The reply should match the listing below character for character, except that no image is carried over.

━━━━━━━━━━

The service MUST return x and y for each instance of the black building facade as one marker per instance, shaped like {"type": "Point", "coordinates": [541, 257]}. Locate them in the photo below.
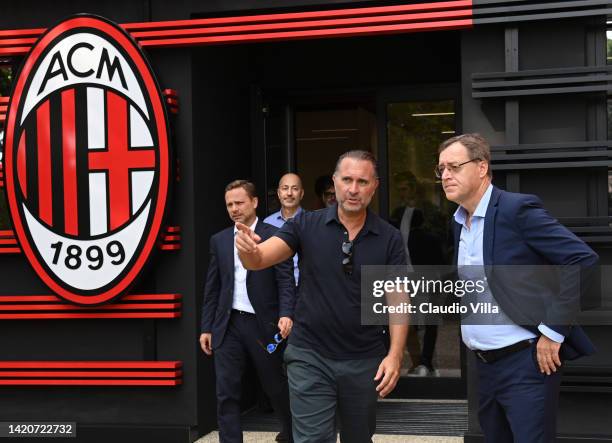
{"type": "Point", "coordinates": [257, 89]}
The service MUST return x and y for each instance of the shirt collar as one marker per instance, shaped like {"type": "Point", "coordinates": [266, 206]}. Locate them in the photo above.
{"type": "Point", "coordinates": [252, 227]}
{"type": "Point", "coordinates": [371, 224]}
{"type": "Point", "coordinates": [481, 210]}
{"type": "Point", "coordinates": [279, 215]}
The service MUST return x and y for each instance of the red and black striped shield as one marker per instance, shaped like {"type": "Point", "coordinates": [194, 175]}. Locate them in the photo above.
{"type": "Point", "coordinates": [87, 159]}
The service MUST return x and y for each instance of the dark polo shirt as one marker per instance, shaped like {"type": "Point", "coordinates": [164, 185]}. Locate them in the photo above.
{"type": "Point", "coordinates": [328, 312]}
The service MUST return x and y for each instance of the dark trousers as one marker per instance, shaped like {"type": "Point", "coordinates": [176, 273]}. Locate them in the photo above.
{"type": "Point", "coordinates": [425, 355]}
{"type": "Point", "coordinates": [243, 340]}
{"type": "Point", "coordinates": [517, 402]}
{"type": "Point", "coordinates": [319, 387]}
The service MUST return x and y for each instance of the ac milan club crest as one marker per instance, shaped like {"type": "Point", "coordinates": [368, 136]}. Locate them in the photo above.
{"type": "Point", "coordinates": [86, 159]}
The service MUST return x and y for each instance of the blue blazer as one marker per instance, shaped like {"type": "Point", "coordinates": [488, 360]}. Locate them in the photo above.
{"type": "Point", "coordinates": [271, 291]}
{"type": "Point", "coordinates": [519, 231]}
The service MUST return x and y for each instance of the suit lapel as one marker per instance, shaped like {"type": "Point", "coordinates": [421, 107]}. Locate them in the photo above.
{"type": "Point", "coordinates": [457, 237]}
{"type": "Point", "coordinates": [258, 229]}
{"type": "Point", "coordinates": [228, 245]}
{"type": "Point", "coordinates": [489, 228]}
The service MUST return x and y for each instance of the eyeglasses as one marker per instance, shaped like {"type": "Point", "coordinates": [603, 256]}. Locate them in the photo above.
{"type": "Point", "coordinates": [271, 347]}
{"type": "Point", "coordinates": [439, 170]}
{"type": "Point", "coordinates": [347, 250]}
{"type": "Point", "coordinates": [329, 194]}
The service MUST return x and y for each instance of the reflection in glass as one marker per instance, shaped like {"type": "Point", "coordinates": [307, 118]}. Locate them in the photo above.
{"type": "Point", "coordinates": [420, 211]}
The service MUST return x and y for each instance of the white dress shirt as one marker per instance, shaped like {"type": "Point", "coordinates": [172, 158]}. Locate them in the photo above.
{"type": "Point", "coordinates": [241, 300]}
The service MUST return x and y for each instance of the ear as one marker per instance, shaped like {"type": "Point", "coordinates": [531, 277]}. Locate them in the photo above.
{"type": "Point", "coordinates": [483, 169]}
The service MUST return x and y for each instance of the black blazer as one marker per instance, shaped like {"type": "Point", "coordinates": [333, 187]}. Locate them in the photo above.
{"type": "Point", "coordinates": [271, 291]}
{"type": "Point", "coordinates": [519, 231]}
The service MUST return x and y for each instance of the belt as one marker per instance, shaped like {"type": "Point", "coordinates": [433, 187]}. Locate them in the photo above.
{"type": "Point", "coordinates": [238, 311]}
{"type": "Point", "coordinates": [496, 354]}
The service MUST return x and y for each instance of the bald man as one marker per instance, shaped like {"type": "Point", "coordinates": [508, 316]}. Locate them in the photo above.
{"type": "Point", "coordinates": [290, 194]}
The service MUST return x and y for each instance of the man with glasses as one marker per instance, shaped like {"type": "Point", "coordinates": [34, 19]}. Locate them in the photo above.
{"type": "Point", "coordinates": [290, 194]}
{"type": "Point", "coordinates": [520, 349]}
{"type": "Point", "coordinates": [333, 362]}
{"type": "Point", "coordinates": [241, 316]}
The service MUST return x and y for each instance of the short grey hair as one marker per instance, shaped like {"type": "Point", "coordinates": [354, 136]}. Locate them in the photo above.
{"type": "Point", "coordinates": [359, 154]}
{"type": "Point", "coordinates": [476, 145]}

━━━━━━━━━━

ANSWER FOR THIS EXERCISE:
The service MUST return x and y for each instance of the black building facade as one marker per instance, shaped like {"type": "Point", "coordinates": [541, 257]}. Locate them in the photo below.
{"type": "Point", "coordinates": [257, 89]}
The service MUST return x and y for each instance of the shirt collar as one marker per instance, shaped like {"type": "Point", "coordinates": [266, 206]}. Locate them in the photo above.
{"type": "Point", "coordinates": [252, 227]}
{"type": "Point", "coordinates": [371, 224]}
{"type": "Point", "coordinates": [481, 210]}
{"type": "Point", "coordinates": [279, 215]}
The service MUST return x and y for each instance of the red and black striped shield as one marker per instance, shaped like {"type": "Point", "coordinates": [194, 175]}. Locate them in the photo above.
{"type": "Point", "coordinates": [87, 159]}
The service MUST return x and y for each instance of the dark polo shirt as one marker per instance, shaped like {"type": "Point", "coordinates": [164, 185]}. Locate them in the photo above.
{"type": "Point", "coordinates": [328, 312]}
The service MUST return x and y for each instance of the dark trousers as one marker per instance, shaped like {"type": "Point", "coordinates": [176, 273]}. Locate them in the photo above.
{"type": "Point", "coordinates": [425, 355]}
{"type": "Point", "coordinates": [243, 340]}
{"type": "Point", "coordinates": [517, 402]}
{"type": "Point", "coordinates": [319, 387]}
The service MUST return x and y for each instance of the ac milan club crest as one marker per instance, shaped like {"type": "Point", "coordinates": [368, 136]}. Locate them in the photo above.
{"type": "Point", "coordinates": [86, 159]}
The service MUST return x and y for each instance of the blue blazer as one marker per instance, shaped like {"type": "Point", "coordinates": [488, 360]}. Locate them in the photo above.
{"type": "Point", "coordinates": [271, 291]}
{"type": "Point", "coordinates": [519, 231]}
The service MUST return x and y for each instance of the suit lapel as one marker per instance, shaped like {"type": "Point", "coordinates": [421, 107]}. Locate them in the photo above.
{"type": "Point", "coordinates": [457, 237]}
{"type": "Point", "coordinates": [258, 229]}
{"type": "Point", "coordinates": [228, 245]}
{"type": "Point", "coordinates": [489, 228]}
The service MUST return x and y for each instance of the eyeglasses as one marker per instance, shaped like {"type": "Point", "coordinates": [603, 256]}. Locate them in the photo above.
{"type": "Point", "coordinates": [271, 347]}
{"type": "Point", "coordinates": [439, 170]}
{"type": "Point", "coordinates": [347, 250]}
{"type": "Point", "coordinates": [329, 194]}
The service MUST return x and y for each instance of the reflection in glass as one marker per instance, shaped like {"type": "Point", "coordinates": [307, 118]}. Locate them in the photo above.
{"type": "Point", "coordinates": [420, 211]}
The service MUST return x and y for each instance of the white dress shirt as one marker per instance, shaped like {"type": "Point", "coordinates": [172, 158]}. Locate them in the photo above.
{"type": "Point", "coordinates": [241, 300]}
The service MUST return x and y for each instance of the ear as one marker per instance, shaped like {"type": "Point", "coordinates": [531, 277]}. Locate them in the photo above.
{"type": "Point", "coordinates": [483, 169]}
The service MUST return x and y for each instance of the black blazer as one marker per instance, shaped like {"type": "Point", "coordinates": [333, 187]}. Locate them in the photo above.
{"type": "Point", "coordinates": [271, 291]}
{"type": "Point", "coordinates": [519, 231]}
The service MUST return x and y for each instance of the belt as one marker per instance, shaped like {"type": "Point", "coordinates": [433, 187]}. Locate them in the photo above.
{"type": "Point", "coordinates": [238, 311]}
{"type": "Point", "coordinates": [496, 354]}
The service MUST return x and y for each instance of the bald man as one marker per instance, shaped like {"type": "Point", "coordinates": [508, 316]}. Locate them in the photo above.
{"type": "Point", "coordinates": [290, 194]}
The service MUST return x and y for each instance of the man with glasses as one marker per instance, shaped like {"type": "Point", "coordinates": [34, 19]}. Locate them in the photo above.
{"type": "Point", "coordinates": [290, 194]}
{"type": "Point", "coordinates": [520, 349]}
{"type": "Point", "coordinates": [333, 362]}
{"type": "Point", "coordinates": [241, 316]}
The service MUST return x and y for each instance of the short grey hair as one marker per instance, shaped like {"type": "Point", "coordinates": [354, 136]}. Locate them in the photo above.
{"type": "Point", "coordinates": [359, 154]}
{"type": "Point", "coordinates": [476, 145]}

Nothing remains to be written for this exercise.